### Given problem
Change every occurrence of "crop-scouting record" in the data below to "damage-survey record". Reproduce all the lines with nothing else altered.
***** Extracted material *****
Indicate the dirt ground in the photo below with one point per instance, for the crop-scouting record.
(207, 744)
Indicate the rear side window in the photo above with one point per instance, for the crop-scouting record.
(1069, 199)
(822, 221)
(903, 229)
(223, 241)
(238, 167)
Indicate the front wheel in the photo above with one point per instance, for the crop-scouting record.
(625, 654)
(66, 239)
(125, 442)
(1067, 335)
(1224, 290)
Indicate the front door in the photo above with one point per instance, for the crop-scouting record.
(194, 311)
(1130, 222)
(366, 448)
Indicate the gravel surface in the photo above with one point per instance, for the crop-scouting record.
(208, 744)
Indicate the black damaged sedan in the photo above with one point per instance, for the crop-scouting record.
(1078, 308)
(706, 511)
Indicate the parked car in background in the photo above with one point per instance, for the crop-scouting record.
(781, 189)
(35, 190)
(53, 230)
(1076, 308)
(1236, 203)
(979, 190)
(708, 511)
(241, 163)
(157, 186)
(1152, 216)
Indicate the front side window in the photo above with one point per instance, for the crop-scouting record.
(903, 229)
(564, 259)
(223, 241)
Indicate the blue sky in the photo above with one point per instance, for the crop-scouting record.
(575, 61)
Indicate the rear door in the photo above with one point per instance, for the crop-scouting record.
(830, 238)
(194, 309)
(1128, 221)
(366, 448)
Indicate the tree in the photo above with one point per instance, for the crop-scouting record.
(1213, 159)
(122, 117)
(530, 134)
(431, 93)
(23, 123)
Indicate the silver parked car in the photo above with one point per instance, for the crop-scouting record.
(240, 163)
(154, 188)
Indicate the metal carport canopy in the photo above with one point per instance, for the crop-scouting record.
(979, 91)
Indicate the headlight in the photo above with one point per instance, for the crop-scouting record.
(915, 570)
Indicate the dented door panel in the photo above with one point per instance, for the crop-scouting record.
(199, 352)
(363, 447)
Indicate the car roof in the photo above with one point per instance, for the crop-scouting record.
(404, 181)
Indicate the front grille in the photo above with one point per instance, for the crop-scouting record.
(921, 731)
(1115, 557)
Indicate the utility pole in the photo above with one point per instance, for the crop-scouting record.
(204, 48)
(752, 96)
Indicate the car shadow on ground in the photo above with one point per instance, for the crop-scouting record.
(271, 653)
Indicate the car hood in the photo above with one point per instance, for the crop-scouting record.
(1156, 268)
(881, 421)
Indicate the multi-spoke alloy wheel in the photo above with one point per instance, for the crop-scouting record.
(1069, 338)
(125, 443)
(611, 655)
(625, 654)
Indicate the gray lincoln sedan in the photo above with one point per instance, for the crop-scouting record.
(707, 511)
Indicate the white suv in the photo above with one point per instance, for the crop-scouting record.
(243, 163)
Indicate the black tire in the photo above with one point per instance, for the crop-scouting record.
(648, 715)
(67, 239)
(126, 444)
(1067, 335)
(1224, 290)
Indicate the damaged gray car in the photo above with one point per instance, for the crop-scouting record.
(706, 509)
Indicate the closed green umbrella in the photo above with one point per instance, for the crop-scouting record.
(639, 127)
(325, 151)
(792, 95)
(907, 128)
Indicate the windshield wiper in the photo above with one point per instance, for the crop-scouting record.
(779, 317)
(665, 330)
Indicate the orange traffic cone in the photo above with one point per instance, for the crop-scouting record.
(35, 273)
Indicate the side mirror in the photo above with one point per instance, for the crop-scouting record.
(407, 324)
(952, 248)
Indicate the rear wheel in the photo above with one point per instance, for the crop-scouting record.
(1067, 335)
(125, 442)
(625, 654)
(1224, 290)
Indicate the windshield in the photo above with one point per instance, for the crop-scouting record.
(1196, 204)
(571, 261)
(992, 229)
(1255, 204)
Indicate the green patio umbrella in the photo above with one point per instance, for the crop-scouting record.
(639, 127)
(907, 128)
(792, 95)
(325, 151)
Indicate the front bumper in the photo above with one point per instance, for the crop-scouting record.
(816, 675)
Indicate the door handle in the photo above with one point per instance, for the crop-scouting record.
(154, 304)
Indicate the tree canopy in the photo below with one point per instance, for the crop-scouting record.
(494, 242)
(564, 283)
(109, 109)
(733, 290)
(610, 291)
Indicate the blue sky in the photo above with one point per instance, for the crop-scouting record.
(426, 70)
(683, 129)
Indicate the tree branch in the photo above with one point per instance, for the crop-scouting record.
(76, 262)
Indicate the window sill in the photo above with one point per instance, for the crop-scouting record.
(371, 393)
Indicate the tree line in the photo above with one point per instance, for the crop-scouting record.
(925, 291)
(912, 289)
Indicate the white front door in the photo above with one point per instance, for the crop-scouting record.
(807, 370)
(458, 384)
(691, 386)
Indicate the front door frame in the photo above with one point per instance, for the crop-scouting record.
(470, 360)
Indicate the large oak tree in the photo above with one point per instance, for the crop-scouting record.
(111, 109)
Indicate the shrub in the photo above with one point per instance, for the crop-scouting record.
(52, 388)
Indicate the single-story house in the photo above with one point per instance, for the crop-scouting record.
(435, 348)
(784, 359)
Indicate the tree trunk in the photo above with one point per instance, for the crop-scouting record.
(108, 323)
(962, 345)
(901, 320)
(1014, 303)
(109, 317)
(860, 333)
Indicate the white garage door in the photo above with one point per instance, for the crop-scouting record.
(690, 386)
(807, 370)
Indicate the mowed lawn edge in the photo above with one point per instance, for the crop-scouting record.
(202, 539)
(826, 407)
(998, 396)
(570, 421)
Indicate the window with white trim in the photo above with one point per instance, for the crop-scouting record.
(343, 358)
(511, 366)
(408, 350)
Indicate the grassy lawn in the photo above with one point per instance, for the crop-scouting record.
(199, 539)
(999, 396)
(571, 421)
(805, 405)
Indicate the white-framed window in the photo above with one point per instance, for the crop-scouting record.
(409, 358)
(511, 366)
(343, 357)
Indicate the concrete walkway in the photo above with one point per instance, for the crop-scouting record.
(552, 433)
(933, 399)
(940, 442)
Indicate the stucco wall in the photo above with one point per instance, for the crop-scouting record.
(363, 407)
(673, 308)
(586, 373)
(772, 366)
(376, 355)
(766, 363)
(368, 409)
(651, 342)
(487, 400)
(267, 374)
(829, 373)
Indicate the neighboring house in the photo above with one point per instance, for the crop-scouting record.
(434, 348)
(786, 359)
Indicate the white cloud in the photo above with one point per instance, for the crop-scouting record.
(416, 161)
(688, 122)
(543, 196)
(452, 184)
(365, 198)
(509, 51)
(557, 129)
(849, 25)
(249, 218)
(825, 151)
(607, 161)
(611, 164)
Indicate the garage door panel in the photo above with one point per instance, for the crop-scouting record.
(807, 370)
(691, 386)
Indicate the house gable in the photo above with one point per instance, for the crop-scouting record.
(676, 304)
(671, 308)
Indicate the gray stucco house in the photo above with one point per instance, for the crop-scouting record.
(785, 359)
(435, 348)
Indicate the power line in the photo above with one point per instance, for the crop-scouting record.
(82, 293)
*****
### Reply
Indicate the dirt ground in the photo below with one point per instance, for the damage-survey record.
(207, 744)
Indicate the rear side window in the photo above with one point per instance, for the damage-survey record.
(1069, 199)
(822, 221)
(903, 229)
(223, 241)
(238, 167)
Indicate the front wheel in the photo above with one point per instance, for the damage-survey record.
(625, 654)
(66, 239)
(125, 442)
(1067, 335)
(1224, 290)
Indicate the front door in the photo above with one point per instance, for the damage-survey record.
(194, 311)
(1130, 222)
(366, 448)
Indicate the gravel surface in the photo above with one point per instance, for the damage-survey record.
(208, 744)
Indicate the black damaged sedan in the photo above with one point per instance, for the damage-survey record.
(1078, 308)
(706, 511)
Indicate the parked car in background in the photo above with one point per instance, for the damage-survey record.
(781, 189)
(35, 190)
(53, 230)
(1076, 308)
(1236, 203)
(979, 190)
(708, 511)
(241, 163)
(157, 186)
(1152, 216)
Indicate the front side window in the photo above with one point per instance, for the damage-survey record.
(903, 229)
(564, 259)
(223, 241)
Indicate the blue sky in the photo above with one point per instance, for the damage-survey record.
(575, 61)
Indicate the rear door in the photo above with one point per instance, for the damage-survey record.
(830, 238)
(194, 309)
(1128, 221)
(366, 448)
Indicate the tree in the photo above with one point per instance, for the damage-survey record.
(1213, 159)
(122, 117)
(530, 134)
(431, 93)
(23, 123)
Indicate the silver parked car in the photo above with one point per instance, for the damage-survey record.
(240, 163)
(154, 188)
Indicate the metal carport canopy in the photo above with one point per instance, for the damage-survey record.
(979, 91)
Indicate the headlight in the photo above with one point per instance, for the damage-survey record.
(915, 570)
Indicate the dented door panel in the photo above with one point per instance, for the damage-survey record.
(199, 352)
(363, 447)
Indicate the car roof in the photo above with one point per instance, for the damage-survey record.
(404, 181)
Indicate the front grille in the photo above with one point per instance, for the damage-survey record.
(921, 731)
(1115, 557)
Indicate the utility pole in the photo above with one point per instance, for the damage-survey record.
(204, 48)
(752, 96)
Indicate the car shadow on ground in the photo above with one point per instance, for the damage-survey record.
(271, 653)
Indicate the car hood in the photo above with one point per instance, for the damage-survey record.
(1156, 268)
(881, 421)
Indicate the multi-spoke alloy wheel in the photo above with one point per instance, for the damage-survey record.
(1069, 338)
(125, 443)
(611, 655)
(625, 654)
Indicate the gray lincoln sedan in the photo above with one point per instance, for the damage-survey record.
(707, 511)
Indicate the white suv in the photo above with one point per instance, for the damage-survey record.
(243, 163)
Indicate the black tire in the photo above with one point per instance, for the damage-survey record.
(648, 715)
(67, 239)
(126, 444)
(1067, 335)
(1224, 290)
Indicate the damaged gray car in the photo above with one point per instance, for the damage-survey record.
(706, 509)
Indicate the closed green umbrella in the photo above with one point per instance, for the damage-survey record.
(639, 127)
(325, 151)
(792, 95)
(907, 128)
Indicate the windshield wiper in the photo above with one point per instance, for the damage-survey record.
(779, 317)
(665, 330)
Indicate the orange traffic cone in the photo above with one point per instance, for the damage-survey record.
(35, 273)
Indicate the side mirror in the photo above with one point per instance, for the damage-survey record.
(407, 324)
(952, 248)
Indicate the rear wheel in the photo above with one point per instance, for the damage-survey record.
(1067, 335)
(125, 442)
(625, 654)
(1224, 290)
Indicate the windshield in the photo above with one point per instance, for the damage-survey record.
(1196, 204)
(571, 261)
(992, 229)
(1255, 204)
Indicate the green patio umbrella in the photo above with one point per instance, for the damage-survey record.
(639, 127)
(907, 128)
(792, 95)
(325, 151)
Indicate the front bumper in the photo above with one point per instance, for the damage-survey record.
(816, 675)
Indicate the door handle in the photo above with one point per instance, for the damage-survey record.
(154, 304)
Indicate the tree canopy in the photo below with one point per instance, for the damage-survey record.
(494, 242)
(564, 283)
(109, 109)
(733, 290)
(610, 291)
Indicate the blue sky in the photo above with one point per instance, for the damage-survey record.
(426, 70)
(683, 129)
Indicate the tree branch in the photo above with one point per instance, for the damage-survey record.
(76, 262)
Indicate the window sill in the photo above with one point per instance, for the damage-survey record.
(371, 393)
Indicate the tree line in the photo above with one point per instance, for the damage-survey record.
(925, 291)
(912, 289)
Indicate the white front door in the photo above with one point per instance, for the damage-survey record.
(807, 370)
(458, 384)
(691, 386)
Indicate the front door frame in the photo above with one point per instance, for the damage-survey record.
(470, 360)
Indicate the large oak tree in the photo above with one point per instance, for the damage-survey record.
(111, 109)
Indicate the shrub in the photo above with one point per instance, for the damage-survey record.
(52, 388)
Indicate the single-story house in the photo above with one point per instance, for the damage-survey record.
(435, 348)
(784, 359)
Indicate the tree trunk in the photo above with one point per instance, for the damage-survey record.
(108, 323)
(962, 345)
(901, 320)
(1014, 303)
(109, 317)
(860, 333)
Indicate the white garage door in the photo above with one point per instance, for the damage-survey record.
(690, 386)
(807, 370)
Indicate the mowed lawn edge in the photo above with one point per instance, for the damage-survey record.
(202, 539)
(826, 407)
(998, 396)
(570, 421)
Indicate the window with white trim in the photo above with one point per instance, for the damage-survey record.
(343, 358)
(511, 366)
(408, 350)
Indicate the grassy lawn in the photo above with one point per instance, for the damage-survey record.
(199, 539)
(999, 396)
(571, 421)
(805, 405)
Indicate the white-framed window in the photo above with one point per instance, for the damage-survey record.
(409, 358)
(511, 366)
(343, 357)
Indicate the concrete walkway in the photo above with one point per instance, for the damage-survey record.
(552, 433)
(933, 399)
(940, 442)
Indicate the stucco wall in the photo above with one point per instance, for the damage-survey record.
(363, 407)
(673, 308)
(586, 373)
(772, 366)
(376, 355)
(766, 363)
(368, 409)
(651, 342)
(487, 400)
(267, 374)
(829, 373)
Indicate the neighboring house in the photo above with one point per instance, for the damage-survey record.
(434, 348)
(786, 359)
Indicate the white cloud in the photo above with one point per instance, for the damage-survey record.
(416, 161)
(688, 122)
(543, 196)
(452, 184)
(365, 198)
(509, 51)
(557, 129)
(849, 25)
(249, 218)
(825, 151)
(607, 161)
(611, 164)
Indicate the garage door panel in the photo above with one point per instance, for the damage-survey record.
(807, 370)
(691, 386)
Indicate the house gable in the photo above with one point per instance, for the damage-survey record.
(676, 304)
(671, 308)
Indicate the gray stucco house in the photo above with one point per instance, for the damage-survey record.
(785, 359)
(435, 348)
Indicate the power line in the photo above with one point per instance, for the damage-survey record.
(82, 293)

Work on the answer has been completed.